Top of Data

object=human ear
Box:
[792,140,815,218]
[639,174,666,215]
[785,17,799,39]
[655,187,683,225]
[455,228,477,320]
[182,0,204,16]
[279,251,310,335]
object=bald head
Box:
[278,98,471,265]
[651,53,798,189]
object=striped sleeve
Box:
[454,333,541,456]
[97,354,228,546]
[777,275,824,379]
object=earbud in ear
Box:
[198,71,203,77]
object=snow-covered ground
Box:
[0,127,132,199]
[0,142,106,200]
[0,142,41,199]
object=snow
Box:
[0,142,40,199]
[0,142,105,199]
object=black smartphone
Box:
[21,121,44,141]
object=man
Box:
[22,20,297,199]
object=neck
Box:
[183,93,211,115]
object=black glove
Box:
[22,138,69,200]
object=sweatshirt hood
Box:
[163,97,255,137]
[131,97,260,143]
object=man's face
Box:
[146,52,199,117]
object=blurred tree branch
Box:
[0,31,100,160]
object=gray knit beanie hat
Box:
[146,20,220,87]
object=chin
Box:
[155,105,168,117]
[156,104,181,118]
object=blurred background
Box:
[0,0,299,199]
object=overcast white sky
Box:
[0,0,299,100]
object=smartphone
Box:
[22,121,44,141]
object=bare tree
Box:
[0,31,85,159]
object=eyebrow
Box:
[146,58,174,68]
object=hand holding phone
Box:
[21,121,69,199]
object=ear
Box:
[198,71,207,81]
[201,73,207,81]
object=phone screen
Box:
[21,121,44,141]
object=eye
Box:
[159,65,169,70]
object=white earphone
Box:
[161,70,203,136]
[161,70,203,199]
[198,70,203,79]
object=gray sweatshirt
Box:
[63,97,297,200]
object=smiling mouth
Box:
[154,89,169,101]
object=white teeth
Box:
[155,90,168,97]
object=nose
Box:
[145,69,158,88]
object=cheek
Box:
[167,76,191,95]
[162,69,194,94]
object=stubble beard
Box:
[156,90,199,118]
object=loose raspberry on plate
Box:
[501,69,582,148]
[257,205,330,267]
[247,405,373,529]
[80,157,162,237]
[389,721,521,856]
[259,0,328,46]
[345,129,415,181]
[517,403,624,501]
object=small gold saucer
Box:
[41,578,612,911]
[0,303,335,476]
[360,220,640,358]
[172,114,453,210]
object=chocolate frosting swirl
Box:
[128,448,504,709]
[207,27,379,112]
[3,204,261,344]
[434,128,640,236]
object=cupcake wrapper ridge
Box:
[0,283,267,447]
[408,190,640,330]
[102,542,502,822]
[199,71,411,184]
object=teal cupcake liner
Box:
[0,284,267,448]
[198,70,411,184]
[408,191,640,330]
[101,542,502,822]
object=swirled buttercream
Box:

Bottom of Data

Every line above that holds "smartphone" counts once; state the total and nothing else.

2